### Passage
————
Cause now I'm on team JACOB!

Story has the power to change us. Story reveals the truth in a way that no theologian, scientist, or philosopher could ever reveal it.


         My friends, it's an undeniable fact that your audience is growing duller every day. No longer can you capture an audience with a powerful first page. Instead, you've got to capture your readers with a two sentence pitch and a helluva book cover. I worked in the writing center in college, and its a fact. The general public is barely literate. Western culture has declined and as has our attention span.

Squirrel!?! 

This is where the story gets very, very sad. literature is not just some vehicle for entertainment- it is not “the layman's philosophy,” as my ethics professor said and it is not at all like a roller coaster. If you have ever been to an amusement park; if you've ever fearfully accepted the challenge of a mile long steel track that dips you, twirls you about, causes your heart to pound adrenaline through you like a pump, if you've ever partaken in such a life altering experience, you might have noticed an unfortunate truth. The cars hum right back into the same covered tent from whence they came. It goes nowhere.
It's good to recognize that people want a ride that takes their breath away. But why on earth don't we recognize that a roller coaster does not necessarily need to end up in the same place? Who wouldn't ride a roller coaster to work if they had the opportunity? I would be much more excited to go to work in the morning.



Who are we kidding? I would wingsuit base jump to work if that was an option.

Excitement does not need to exclude meaning. Actually, I would posit that the two are mutually exclusive to a good story.

            David Corbett's central point in his speech that evening was that the human being is redefined in moments of deep and profound confusion. When a man is confronted with deep humiliation or guilt, his insipid “I'm a normal put together person” facade crashes to the ground. Behind this facade is a white sheet in splattered red letters that reads “I'm fucked up.” That man now, must face the fact that he is deeply broken. This is when those big questions that the philosophers ask matter. Not only that, but also in these moments, a written character ought to ask those questions because that's what human beings do. Thus, killing off a character's parent's is not a plot device. We don't go there because it “makes the character face something of a conundrum,” or because “we need more drama.” We do it because deep down, human beings are all seekers of truth. We love to see the facade fall down and grapple with meaning or the lack there of.
Alright my friends, here we go. It's example time.

          The Game of Thrones. The books were amazing and gripping, yes, but the TV show nailed it last Sunday. If you follow the show, all I need to say is this: Petyr Baelish.
————
### Exercise instructions
Write the next part of the post on storytelling and meaning, starting right after its final sentence. The lines placed after the post on storytelling and meaning have nothing to do with it.

### Raw data
————
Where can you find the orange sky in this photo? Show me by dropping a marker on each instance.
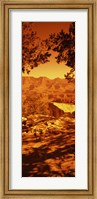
————
### Output of the task
This guy is my new favorite villain. For those of you who don't know his back story here it is: After his parents die they leave him with a noble title, but without any wealth or land, thus leaving him at the absolute bottom of the nobility hierarchy. Despite this fact, he falls in love with a noble woman. She is betrothed to another, and though he is a small man, he challenges her fiance to a duel. The stronger man soundly defeats him, but instead of killing him, he leaves him with a scar to remember his place. Most profound moment of shame—CHECK. We're still on a roller coaster, my friends, so far this is pretty dramatic stuff. Petyr, after this unhinging incident, broken down, shamed, wearing the mark of a “beta male,” makes an off page decision: “The only meaning in life is to “climb the ladder.”

See how that worked?
If you missed it, here's the formula:
Terrible event of profound shame and hurt – decision concerning life's meaning—character drama.
So how does this make for the most superb, terrifying, unhinging character drama that people watch the show for? This conversation right here:

Lord Varys:
I did what I did for the good of the realm.”
Petyr Baelish:
“The realm? Do you know what the realm is? It's the thousand blades of Agon's enemies; a story we agree to tell each other, over and over and over till we forget that it's a lie.”
Lord Varys:
“And what do we have left when we abandon the lie? Chaos. A gaping pit waiting to swallow us all.”
cue scary music.
Petyr Baelish:
“Chaos isn't a pit. Chaos is a ladder.”
slow pan over his prostitute who informed on him, she is tied to a bed and shot full of arrows.
Many who try to climb it fail and never get to try again. The fall breaks them. Some have a chance to climb, but they refuse, they cling to the realm, or the gods, or love. ILLUSIONS. Only the ladder is real. The climb is all there is.”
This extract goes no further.